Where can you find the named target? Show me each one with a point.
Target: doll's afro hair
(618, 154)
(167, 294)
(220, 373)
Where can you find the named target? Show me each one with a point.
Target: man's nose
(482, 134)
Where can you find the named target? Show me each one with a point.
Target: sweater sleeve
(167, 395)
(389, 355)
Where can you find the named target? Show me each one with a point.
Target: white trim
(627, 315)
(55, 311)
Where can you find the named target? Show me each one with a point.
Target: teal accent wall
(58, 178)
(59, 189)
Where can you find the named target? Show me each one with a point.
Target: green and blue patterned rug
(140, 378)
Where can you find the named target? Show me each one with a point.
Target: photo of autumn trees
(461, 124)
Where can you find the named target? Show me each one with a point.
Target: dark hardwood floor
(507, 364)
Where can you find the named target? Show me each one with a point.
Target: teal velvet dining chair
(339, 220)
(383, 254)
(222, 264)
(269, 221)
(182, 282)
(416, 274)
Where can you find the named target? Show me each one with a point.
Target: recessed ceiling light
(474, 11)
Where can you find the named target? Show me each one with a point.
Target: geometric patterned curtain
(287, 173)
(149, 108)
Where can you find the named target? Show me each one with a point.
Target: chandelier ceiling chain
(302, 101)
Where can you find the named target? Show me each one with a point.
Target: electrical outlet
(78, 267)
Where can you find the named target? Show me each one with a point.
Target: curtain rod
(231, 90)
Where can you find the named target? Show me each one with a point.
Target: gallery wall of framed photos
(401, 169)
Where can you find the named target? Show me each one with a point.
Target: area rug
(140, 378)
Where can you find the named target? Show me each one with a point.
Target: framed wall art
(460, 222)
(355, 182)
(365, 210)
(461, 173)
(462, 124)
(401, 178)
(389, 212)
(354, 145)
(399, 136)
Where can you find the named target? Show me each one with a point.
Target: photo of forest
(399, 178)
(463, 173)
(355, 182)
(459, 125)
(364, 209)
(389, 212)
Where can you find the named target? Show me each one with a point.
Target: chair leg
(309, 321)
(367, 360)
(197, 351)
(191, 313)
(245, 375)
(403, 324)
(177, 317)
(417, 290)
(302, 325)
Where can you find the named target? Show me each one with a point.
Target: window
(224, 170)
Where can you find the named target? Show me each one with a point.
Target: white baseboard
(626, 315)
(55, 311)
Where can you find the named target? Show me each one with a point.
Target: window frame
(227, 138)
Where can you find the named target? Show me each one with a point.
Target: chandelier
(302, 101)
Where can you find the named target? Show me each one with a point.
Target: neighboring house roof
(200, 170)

Work request:
While keeping every line the same, please copy out all the records.

Response to the task:
Where can you find the named target? Show me each one with a point.
Target: doll's afro hair
(618, 154)
(167, 294)
(220, 373)
Where can you find the named target? Show me each one with a point.
Target: man's nose
(482, 134)
Where can you find the named target? Show me each one with a point.
Target: sweater sleeve
(167, 395)
(389, 355)
Where can you find the named target? Show me each one with a point.
Target: white trim
(627, 315)
(55, 311)
Where can you find the named target? Show me each one with a point.
Target: teal accent wall
(58, 178)
(59, 189)
Where can you find the named target? Show me each one with a point.
Target: green and blue patterned rug
(140, 378)
Where can you find the named target? Show me each one with a point.
Target: photo of autumn trees
(461, 124)
Where can you find the named target? Show me each one with a point.
Target: dark hardwood floor
(507, 364)
Where can you find the named target? Show me each one with a point.
Target: teal velvet dining chair
(339, 220)
(383, 254)
(222, 264)
(269, 221)
(182, 282)
(416, 274)
Where can you find the named target? Show me each one with a point.
Target: recessed ceiling light
(474, 11)
Where can you find the named target? Show me each one with a point.
Target: geometric patterned curtain
(287, 173)
(149, 108)
Where can you find the named target? Show me each one with a point.
Target: chandelier ceiling chain
(302, 101)
Where can you find the named target? Show me each one with a point.
Target: electrical outlet
(78, 267)
Where can you find the named target? Show me each one with a point.
Target: curtain rod
(231, 90)
Where can you find the named target? Show me each one with a point.
Target: gallery wall of framed photos
(401, 169)
Where can you find the named target? Show me each one with a point.
Target: area rug
(140, 378)
Where can you find the named target? Show me each one with a point.
Target: framed wall art
(460, 222)
(355, 182)
(365, 210)
(461, 173)
(462, 124)
(401, 178)
(389, 212)
(354, 145)
(399, 136)
Where can you find the named target? Show me each one with a point.
Target: photo of forest
(399, 178)
(463, 173)
(355, 182)
(459, 125)
(364, 209)
(389, 212)
Where can you find the named target? Show me each one with a point.
Target: chair leg
(309, 321)
(367, 360)
(197, 351)
(191, 313)
(245, 375)
(403, 324)
(177, 317)
(417, 290)
(302, 325)
Where can you find the named target? Show me each one with a point.
Target: window
(224, 170)
Where can you find the named target? Show me each one with a point.
Target: white baseboard
(626, 315)
(55, 311)
Where can you find the named target? Show me each one with a point.
Target: window frame
(227, 138)
Where can you find the named target? Show me each one with a point.
Target: chandelier
(302, 101)
Where can you find the named target? Show me each one with a point.
Target: neighboring house roof
(200, 170)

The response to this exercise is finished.